Locate each line in the records that contains the word "building" and copy those lines out in full.

Exercise data →
--*--
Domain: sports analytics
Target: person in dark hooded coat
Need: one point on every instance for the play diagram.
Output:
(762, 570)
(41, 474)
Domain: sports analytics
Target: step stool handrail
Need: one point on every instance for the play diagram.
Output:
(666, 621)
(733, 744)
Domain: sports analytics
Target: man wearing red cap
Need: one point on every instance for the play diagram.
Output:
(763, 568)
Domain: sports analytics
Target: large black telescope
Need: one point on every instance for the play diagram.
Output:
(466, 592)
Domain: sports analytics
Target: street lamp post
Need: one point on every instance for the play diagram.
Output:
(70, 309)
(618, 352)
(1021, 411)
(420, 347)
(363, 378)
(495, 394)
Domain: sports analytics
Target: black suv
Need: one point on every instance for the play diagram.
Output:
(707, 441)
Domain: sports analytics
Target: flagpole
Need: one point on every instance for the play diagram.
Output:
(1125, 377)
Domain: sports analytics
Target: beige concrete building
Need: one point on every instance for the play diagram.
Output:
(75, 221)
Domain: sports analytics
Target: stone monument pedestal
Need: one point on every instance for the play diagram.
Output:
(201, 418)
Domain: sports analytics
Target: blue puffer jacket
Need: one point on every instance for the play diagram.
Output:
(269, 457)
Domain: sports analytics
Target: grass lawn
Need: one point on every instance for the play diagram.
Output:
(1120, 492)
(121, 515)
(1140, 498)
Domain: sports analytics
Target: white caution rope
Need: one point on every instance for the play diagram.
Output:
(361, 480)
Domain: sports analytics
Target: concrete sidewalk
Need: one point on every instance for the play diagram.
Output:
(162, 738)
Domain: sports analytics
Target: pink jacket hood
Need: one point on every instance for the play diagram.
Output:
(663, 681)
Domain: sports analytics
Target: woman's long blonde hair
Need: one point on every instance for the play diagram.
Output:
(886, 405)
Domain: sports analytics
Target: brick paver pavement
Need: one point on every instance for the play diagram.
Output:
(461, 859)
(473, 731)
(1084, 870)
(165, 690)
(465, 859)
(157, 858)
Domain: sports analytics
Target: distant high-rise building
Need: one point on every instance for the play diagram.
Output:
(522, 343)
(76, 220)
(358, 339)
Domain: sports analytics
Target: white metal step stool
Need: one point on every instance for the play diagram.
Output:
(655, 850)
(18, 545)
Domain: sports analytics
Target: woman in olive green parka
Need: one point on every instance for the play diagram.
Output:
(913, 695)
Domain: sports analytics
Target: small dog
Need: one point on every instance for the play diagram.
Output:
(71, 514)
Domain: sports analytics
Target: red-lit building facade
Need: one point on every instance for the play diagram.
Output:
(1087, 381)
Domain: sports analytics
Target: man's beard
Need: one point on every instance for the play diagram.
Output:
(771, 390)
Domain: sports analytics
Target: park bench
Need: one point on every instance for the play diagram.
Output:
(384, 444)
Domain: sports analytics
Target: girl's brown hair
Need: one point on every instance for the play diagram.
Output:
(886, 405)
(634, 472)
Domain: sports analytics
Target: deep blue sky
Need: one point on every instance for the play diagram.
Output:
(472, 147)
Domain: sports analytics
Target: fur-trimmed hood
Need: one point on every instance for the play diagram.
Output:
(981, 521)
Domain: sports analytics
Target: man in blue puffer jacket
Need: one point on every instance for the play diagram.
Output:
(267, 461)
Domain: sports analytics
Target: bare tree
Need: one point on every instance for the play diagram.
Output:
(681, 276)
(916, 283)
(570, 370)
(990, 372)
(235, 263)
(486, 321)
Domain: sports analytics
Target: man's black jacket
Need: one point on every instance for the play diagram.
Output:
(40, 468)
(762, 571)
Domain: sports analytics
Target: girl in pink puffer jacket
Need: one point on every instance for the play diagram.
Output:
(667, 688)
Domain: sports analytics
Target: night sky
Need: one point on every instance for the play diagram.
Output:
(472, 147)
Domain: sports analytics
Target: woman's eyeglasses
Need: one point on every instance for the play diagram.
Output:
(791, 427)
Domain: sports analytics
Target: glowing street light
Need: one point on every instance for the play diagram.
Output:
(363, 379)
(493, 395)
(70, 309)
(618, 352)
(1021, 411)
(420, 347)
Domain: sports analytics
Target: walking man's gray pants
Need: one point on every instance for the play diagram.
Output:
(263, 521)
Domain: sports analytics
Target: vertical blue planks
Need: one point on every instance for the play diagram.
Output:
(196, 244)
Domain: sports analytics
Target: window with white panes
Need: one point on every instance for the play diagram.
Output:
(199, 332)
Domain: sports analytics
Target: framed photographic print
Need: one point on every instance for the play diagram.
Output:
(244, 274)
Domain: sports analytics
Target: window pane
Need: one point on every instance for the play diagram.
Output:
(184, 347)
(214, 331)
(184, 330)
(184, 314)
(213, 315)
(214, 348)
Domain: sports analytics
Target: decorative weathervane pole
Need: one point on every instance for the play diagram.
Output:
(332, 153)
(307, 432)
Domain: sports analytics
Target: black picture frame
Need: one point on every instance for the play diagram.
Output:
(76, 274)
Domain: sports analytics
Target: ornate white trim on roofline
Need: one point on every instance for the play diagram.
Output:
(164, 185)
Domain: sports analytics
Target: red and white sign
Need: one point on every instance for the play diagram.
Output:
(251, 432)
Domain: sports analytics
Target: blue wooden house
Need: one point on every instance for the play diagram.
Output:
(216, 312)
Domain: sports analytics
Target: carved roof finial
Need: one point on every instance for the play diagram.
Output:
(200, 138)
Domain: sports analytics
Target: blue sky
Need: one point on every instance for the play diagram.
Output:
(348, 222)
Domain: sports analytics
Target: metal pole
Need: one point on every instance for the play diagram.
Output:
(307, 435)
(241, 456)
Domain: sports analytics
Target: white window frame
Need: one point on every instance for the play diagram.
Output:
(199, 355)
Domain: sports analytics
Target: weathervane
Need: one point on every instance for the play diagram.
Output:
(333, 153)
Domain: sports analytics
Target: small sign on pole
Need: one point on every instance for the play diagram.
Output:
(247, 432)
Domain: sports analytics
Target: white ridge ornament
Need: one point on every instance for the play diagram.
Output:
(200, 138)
--*--
Worked solution →
Target: beige concrete building
Target: distant high-rise building
Target: red-lit building facade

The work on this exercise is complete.